» **Vorliegender Text**:
____________________
Die Logik des Aufeinander-Angewiesen-Seins verstehen auch die nationalen Entscheidungsträger, allerdings nicht unbedingt gleichermaßen. Entscheidungen fallen ja nicht aufgrund der objektiven Lage, sondern auf der Basis ihrer Wahrnehmung und Bewertung durch diejenigen, die sie treffen. Dabei können sachfremde Aspekte hineinspielen, von der Fähigkeit der Entscheider, die Probleme angemessen zu verstehen, über die eigenen Chancen auf Wiederwahl und persönliche Bereicherung bis hin zu den Verlockungen des Trittbrettfahrens, wenn Regierungen die Vorteile der Zusammenarbeit, die andere einbringen, kassieren, selbst aber keine Gegenleistungen erbringen.

Derartige Belastungen der europäischen Zusammenarbeit haben seit der Erweiterung der EU überhandgenommen. Wie damit umzugehen ist, ist aus Sicht der Sozialwissenschaften klar: Europäische Zusammenarbeit ist die richtige Strategie, der allerdings gegenüber denjenigen, die versuchen, die Kooperation einseitig auszunutzen, mit Sanktionen Nachdruck verliehen werden muss. Strategien des »Wie Du mir, so ich Dir« als Reaktion auf Kooperationsverweigerung und Trittbrettfahren sollte in der europäischen Politik deshalb in Zukunft mehr Beachtung finden – in Verbindung mit immer wieder neuen Angeboten zur konstruktiven Zusammenarbeit. Ein guter Ansatzpunkt hierfür wäre die skandalöse Art und Weise, wie insbesondere in Osteuropa die Gemeinsame Europäische Agrarpolitik finanziell abgeschöpft wird, um korrupte Netzwerke im persönlichen Umfeld etwa eines Viktor Orban in Ungarn oder eines Andrej Babiš in Tschechien mit hunderten Millionen von europäischen Steuergeldern zu begünstigen. Vor allem aber wird es in Zukunft darum gehen, die europäische Zusammenarbeit unter denjenigen zu vertiefen, die das im Sinne des europäischen Projektes wirklich wollen. Das heißt: Mehr Kerneuropa, Vertiefung und Strukturreformen der Eurozone sowie eine Gemeinsame Außen- und Sicherheitspolitik, die diese Bezeichnung wirklich verdient, um Europa als globale Gestaltungsmacht zu positionieren.
____________________
Gespeicherte Dateneinträge

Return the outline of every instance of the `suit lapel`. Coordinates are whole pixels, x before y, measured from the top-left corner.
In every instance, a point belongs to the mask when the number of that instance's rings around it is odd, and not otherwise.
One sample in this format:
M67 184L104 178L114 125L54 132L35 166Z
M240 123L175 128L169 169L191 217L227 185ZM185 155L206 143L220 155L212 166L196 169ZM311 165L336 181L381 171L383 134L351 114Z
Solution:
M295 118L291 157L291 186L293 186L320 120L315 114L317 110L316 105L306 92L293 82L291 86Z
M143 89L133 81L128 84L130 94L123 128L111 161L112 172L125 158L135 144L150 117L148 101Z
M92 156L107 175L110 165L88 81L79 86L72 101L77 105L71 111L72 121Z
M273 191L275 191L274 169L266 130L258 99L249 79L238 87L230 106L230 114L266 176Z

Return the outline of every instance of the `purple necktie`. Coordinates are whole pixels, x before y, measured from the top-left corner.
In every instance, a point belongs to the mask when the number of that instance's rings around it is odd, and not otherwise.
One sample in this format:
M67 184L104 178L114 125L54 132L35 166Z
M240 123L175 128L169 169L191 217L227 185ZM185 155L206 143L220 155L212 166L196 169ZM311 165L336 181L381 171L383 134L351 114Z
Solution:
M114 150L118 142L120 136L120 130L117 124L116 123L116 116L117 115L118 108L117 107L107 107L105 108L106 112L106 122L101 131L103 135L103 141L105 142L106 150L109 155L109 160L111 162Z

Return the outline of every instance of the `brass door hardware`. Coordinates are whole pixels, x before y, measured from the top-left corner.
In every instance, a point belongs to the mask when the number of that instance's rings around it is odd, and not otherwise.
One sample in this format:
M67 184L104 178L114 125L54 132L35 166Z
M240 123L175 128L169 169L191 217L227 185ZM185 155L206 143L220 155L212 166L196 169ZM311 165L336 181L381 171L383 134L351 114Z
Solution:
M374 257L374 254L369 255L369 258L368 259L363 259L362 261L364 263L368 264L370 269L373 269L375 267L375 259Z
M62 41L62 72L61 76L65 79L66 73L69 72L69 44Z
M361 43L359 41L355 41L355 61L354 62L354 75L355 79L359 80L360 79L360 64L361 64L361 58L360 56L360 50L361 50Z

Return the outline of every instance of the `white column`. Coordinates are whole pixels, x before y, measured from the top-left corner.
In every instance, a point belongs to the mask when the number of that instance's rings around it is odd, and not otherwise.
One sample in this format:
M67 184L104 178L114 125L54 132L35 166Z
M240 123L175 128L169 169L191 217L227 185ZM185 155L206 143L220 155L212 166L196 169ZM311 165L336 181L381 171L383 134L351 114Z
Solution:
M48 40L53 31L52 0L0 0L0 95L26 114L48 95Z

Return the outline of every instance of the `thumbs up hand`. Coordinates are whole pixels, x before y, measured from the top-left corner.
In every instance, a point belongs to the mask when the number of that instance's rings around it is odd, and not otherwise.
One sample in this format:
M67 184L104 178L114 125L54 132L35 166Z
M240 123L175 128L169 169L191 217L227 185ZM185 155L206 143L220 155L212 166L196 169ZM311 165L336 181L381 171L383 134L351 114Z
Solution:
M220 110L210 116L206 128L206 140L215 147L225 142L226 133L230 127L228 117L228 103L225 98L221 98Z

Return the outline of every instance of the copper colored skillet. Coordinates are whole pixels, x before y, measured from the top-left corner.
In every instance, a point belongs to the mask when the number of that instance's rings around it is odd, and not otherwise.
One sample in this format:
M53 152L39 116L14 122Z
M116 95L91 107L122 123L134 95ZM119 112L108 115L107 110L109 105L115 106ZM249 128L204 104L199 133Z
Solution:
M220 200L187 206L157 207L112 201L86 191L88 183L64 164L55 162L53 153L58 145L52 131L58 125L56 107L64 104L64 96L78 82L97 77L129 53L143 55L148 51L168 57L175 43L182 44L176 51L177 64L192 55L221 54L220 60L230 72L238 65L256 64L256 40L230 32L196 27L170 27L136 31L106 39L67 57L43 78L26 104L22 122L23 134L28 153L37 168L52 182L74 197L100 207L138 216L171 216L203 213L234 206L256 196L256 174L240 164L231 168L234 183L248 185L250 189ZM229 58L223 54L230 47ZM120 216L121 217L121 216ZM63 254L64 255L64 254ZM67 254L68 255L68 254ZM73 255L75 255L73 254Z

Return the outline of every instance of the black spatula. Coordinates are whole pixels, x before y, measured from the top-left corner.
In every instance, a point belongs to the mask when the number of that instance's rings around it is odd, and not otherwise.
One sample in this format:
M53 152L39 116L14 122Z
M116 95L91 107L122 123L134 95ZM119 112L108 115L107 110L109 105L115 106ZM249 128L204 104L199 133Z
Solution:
____________________
» **Ziel der Aufgabe**: Schreiben Sie aus dem Text zur europäischen Zusammenarbeit den Abschnitt ab, der bei „Die Logik des“ beginnt und mit „keine Gegenleistungen erbringen.“ endet. Die Einträge sind eigenständiges Material und gehören nicht zum Text.

» **Lösung**:
Die Logik des Aufeinander-Angewiesen-Seins verstehen auch die nationalen Entscheidungsträger, allerdings nicht unbedingt gleichermaßen. Entscheidungen fallen ja nicht aufgrund der objektiven Lage, sondern auf der Basis ihrer Wahrnehmung und Bewertung durch diejenigen, die sie treffen. Dabei können sachfremde Aspekte hineinspielen, von der Fähigkeit der Entscheider, die Probleme angemessen zu verstehen, über die eigenen Chancen auf Wiederwahl und persönliche Bereicherung bis hin zu den Verlockungen des Trittbrettfahrens, wenn Regierungen die Vorteile der Zusammenarbeit, die andere einbringen, kassieren, selbst aber keine Gegenleistungen erbringen.